» PROBLEM STATEMENT
Scan the entries for "below". Every line that holds it is to be copied.

» TASK INPUT
>>>>

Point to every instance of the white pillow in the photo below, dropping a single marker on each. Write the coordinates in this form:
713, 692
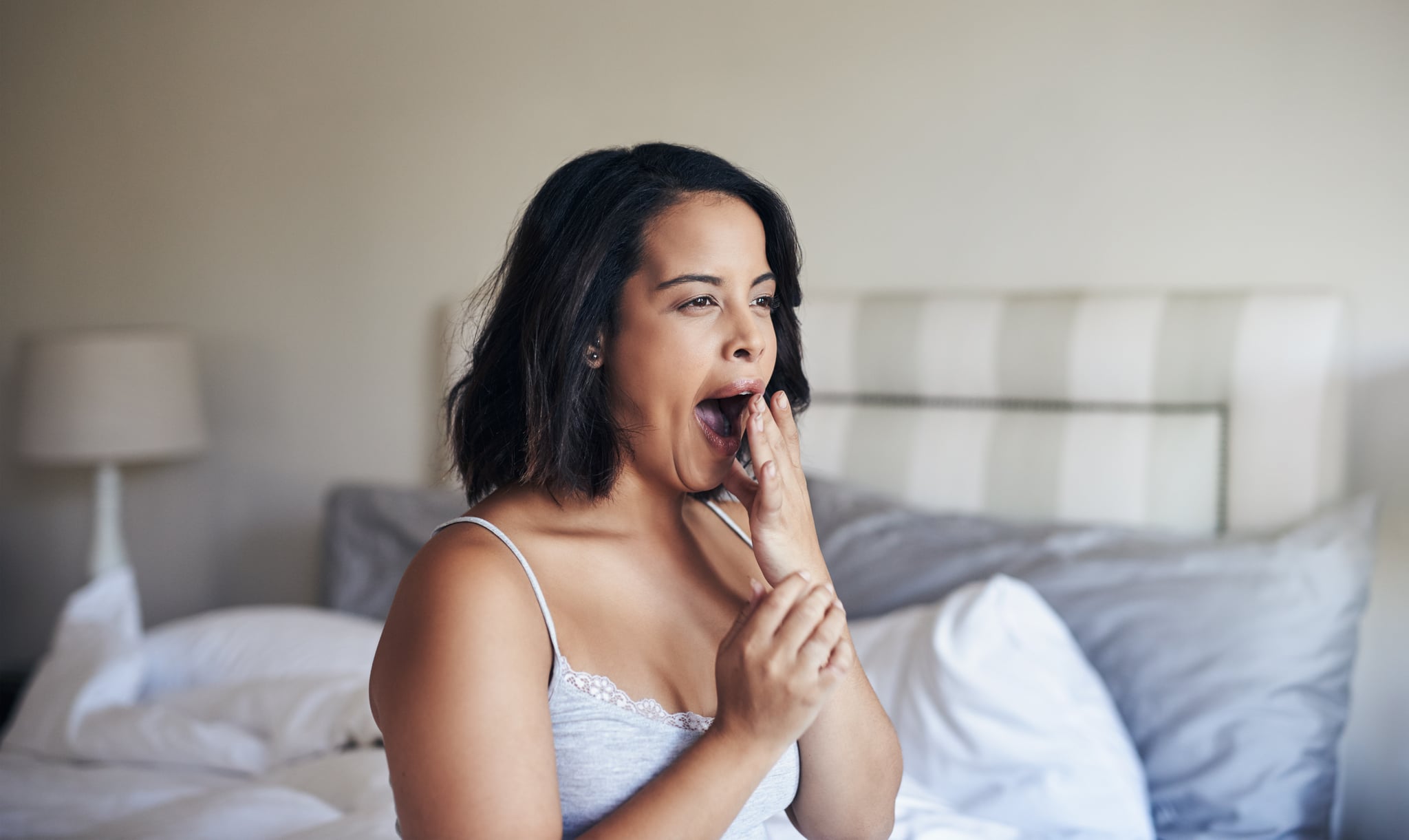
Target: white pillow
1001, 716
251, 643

<<<<
>>>>

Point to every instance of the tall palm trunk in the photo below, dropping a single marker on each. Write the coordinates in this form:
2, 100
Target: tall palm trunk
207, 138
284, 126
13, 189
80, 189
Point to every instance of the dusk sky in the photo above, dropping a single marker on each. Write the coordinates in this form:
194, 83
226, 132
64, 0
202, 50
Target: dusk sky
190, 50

<<<<
>>>>

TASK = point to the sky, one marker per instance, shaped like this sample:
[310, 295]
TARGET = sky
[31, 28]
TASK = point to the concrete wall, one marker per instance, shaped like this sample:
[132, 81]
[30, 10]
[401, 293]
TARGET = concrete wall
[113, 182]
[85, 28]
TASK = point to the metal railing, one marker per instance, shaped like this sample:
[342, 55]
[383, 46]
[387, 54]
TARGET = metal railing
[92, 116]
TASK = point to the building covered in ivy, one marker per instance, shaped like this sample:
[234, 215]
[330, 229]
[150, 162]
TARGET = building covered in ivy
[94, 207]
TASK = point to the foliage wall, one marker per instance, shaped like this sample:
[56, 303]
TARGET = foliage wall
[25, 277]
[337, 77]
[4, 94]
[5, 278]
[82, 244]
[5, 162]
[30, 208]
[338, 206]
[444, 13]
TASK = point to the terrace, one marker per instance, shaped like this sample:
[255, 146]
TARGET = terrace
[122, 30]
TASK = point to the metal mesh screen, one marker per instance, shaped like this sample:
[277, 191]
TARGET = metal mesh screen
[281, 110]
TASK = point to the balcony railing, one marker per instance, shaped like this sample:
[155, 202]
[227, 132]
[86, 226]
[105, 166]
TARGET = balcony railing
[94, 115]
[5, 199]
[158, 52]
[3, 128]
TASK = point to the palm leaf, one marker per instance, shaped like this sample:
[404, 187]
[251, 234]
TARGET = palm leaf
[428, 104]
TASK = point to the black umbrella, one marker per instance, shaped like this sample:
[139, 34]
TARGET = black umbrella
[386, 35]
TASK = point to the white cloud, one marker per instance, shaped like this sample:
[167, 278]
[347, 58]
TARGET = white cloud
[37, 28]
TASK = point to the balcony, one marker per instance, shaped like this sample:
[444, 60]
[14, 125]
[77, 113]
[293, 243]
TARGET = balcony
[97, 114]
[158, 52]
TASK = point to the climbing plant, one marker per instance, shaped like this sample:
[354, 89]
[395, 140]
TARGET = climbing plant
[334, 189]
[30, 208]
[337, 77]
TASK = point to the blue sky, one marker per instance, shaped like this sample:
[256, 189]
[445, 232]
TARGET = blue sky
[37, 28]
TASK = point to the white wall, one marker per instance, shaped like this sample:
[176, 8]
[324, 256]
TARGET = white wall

<<<<

» YOUR SOLUTION
Point to every instance of the white pillow in the photo below, dropping a single marker on each. Write the coordinates in this form:
Point to every instance of the tall palm trunk in the photo below, dropping a single marker on each. Write the coordinates in this form:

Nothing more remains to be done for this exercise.